**DOCUMENT SEGMENT:**
■ ■ ■ ■ ■

A wounded Vince Cable clung on to his job as Britain's Business Secretary yesterday after an astonishing attack on Rupert Murdoch backfired.
The Liberal Democrat minister was branded a "lame duck" after his remarks to two Daily Telegraph undercover female reporters posing as constituents raised severe doubts about his judgment.
In a single-party Government, such comments from a minister with a quasi-judicial role in takeovers would almost certainly have forced him to quit.
Officials warned that his outspoken comments, in which he said he had "declared war" on the media magnate, had prejudged a crucial ruling he was due to make on the attempt by Murdoch's News Corporation to buy the 61 per cent of shares in BSkyB it does not already own.
But Cable, the second most senior Liberal Democrat in the coalition Government after Deputy Prime Minister Nick Clegg, was allowed to retain his Cabinet post.

■ ■ ■ ■ ■

**EXTRACTED RECORDS:**
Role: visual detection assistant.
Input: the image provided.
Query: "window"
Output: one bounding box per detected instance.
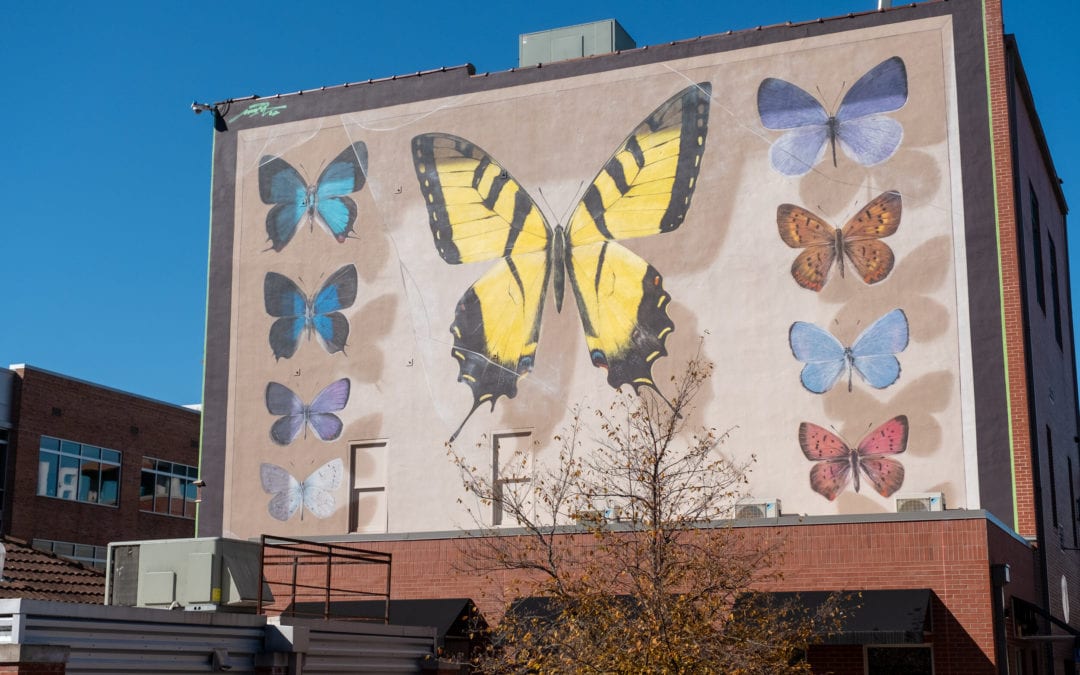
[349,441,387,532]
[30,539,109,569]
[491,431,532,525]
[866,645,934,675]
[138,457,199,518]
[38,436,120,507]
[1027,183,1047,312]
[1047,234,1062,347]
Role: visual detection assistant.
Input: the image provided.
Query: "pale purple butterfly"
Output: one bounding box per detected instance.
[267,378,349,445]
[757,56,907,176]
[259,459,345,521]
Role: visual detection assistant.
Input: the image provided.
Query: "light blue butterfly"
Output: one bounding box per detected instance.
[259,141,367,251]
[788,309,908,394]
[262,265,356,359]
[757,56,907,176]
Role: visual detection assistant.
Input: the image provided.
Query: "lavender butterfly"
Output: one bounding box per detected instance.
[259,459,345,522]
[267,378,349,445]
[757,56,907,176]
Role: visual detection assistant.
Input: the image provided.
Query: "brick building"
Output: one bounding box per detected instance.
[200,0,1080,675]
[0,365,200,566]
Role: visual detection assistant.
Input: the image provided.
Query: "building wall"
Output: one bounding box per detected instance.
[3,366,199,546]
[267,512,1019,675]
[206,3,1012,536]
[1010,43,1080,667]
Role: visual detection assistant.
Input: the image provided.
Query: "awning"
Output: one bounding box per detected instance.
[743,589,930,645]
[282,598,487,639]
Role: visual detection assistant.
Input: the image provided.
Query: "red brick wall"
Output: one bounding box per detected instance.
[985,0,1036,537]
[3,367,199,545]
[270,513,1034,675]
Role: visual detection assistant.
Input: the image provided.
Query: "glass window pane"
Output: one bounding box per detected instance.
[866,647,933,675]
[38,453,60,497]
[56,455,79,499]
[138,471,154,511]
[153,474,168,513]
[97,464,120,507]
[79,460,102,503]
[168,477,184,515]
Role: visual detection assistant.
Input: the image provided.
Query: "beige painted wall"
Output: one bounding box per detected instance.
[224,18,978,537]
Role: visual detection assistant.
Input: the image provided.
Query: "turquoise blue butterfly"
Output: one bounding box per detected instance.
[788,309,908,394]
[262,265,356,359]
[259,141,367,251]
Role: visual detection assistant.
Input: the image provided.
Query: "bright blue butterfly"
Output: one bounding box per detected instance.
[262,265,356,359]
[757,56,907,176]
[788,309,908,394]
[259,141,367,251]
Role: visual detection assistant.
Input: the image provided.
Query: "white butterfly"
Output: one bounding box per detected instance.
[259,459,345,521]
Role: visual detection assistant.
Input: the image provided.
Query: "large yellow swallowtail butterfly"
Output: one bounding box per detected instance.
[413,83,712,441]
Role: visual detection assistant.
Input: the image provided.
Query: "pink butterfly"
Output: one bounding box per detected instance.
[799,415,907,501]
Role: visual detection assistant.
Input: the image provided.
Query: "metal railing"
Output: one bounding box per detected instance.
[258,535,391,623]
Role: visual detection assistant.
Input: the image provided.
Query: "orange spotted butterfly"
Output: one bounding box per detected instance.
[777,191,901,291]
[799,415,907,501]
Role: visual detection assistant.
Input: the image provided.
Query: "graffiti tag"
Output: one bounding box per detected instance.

■ ■ ■ ■ ■

**SHORT PROBLEM:** Set down the part of the Vince Cable news report above word for word, starting at "In a single-party" and ending at "his Cabinet post.".

**THE ANSWER:**
In a single-party Government, such comments from a minister with a quasi-judicial role in takeovers would almost certainly have forced him to quit.
Officials warned that his outspoken comments, in which he said he had "declared war" on the media magnate, had prejudged a crucial ruling he was due to make on the attempt by Murdoch's News Corporation to buy the 61 per cent of shares in BSkyB it does not already own.
But Cable, the second most senior Liberal Democrat in the coalition Government after Deputy Prime Minister Nick Clegg, was allowed to retain his Cabinet post.